= WORK INSTRUCTIONS =
Print the data below exactly, but only the lines from the one containing "Target: street lamp post" down to the one containing "formatted as [438,34].", inclusive.

BEGIN SOURCE DATA

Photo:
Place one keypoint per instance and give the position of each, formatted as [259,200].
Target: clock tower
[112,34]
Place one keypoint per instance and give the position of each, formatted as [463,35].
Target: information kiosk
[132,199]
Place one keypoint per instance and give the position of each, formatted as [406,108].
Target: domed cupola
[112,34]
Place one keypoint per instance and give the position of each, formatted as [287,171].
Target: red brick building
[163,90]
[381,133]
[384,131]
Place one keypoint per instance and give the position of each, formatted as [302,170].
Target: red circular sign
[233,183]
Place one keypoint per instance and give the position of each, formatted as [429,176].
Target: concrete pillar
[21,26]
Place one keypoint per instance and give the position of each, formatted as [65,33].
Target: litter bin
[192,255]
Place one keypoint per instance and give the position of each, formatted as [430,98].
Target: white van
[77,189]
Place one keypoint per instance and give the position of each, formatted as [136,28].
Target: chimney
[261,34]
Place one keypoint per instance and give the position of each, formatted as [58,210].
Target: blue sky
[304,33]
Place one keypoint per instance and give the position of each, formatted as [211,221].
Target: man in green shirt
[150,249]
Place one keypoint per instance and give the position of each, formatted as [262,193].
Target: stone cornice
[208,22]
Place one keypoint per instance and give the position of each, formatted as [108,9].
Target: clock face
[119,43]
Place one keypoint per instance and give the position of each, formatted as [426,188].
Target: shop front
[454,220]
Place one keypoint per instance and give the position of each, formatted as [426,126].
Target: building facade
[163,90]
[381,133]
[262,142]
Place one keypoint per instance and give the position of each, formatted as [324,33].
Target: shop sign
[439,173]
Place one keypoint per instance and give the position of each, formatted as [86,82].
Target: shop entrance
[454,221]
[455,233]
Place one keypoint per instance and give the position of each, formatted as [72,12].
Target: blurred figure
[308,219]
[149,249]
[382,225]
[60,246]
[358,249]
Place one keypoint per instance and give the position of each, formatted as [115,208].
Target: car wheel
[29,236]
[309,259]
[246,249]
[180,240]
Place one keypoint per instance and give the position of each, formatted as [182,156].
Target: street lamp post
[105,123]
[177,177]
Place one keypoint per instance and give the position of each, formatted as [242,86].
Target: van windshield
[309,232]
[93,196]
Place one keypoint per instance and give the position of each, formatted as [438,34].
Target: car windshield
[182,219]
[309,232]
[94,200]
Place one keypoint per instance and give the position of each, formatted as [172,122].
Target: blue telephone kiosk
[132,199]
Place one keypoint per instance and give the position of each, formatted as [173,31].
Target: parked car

END SOURCE DATA
BEGIN SOURCE DATA

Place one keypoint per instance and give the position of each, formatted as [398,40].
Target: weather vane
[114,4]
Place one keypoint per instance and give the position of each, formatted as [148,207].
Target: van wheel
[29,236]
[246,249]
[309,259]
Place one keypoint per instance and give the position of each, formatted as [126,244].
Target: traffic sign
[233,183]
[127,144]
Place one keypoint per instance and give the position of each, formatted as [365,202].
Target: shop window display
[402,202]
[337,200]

END SOURCE DATA

= SOLUTION BELOW =
Target: street lamp post
[105,123]
[177,177]
Place one keypoint per instance and give the position of each, formatted as [242,86].
Target: van windshield
[309,232]
[93,196]
Place one keypoint per instance and give the position of each, formatted as [438,34].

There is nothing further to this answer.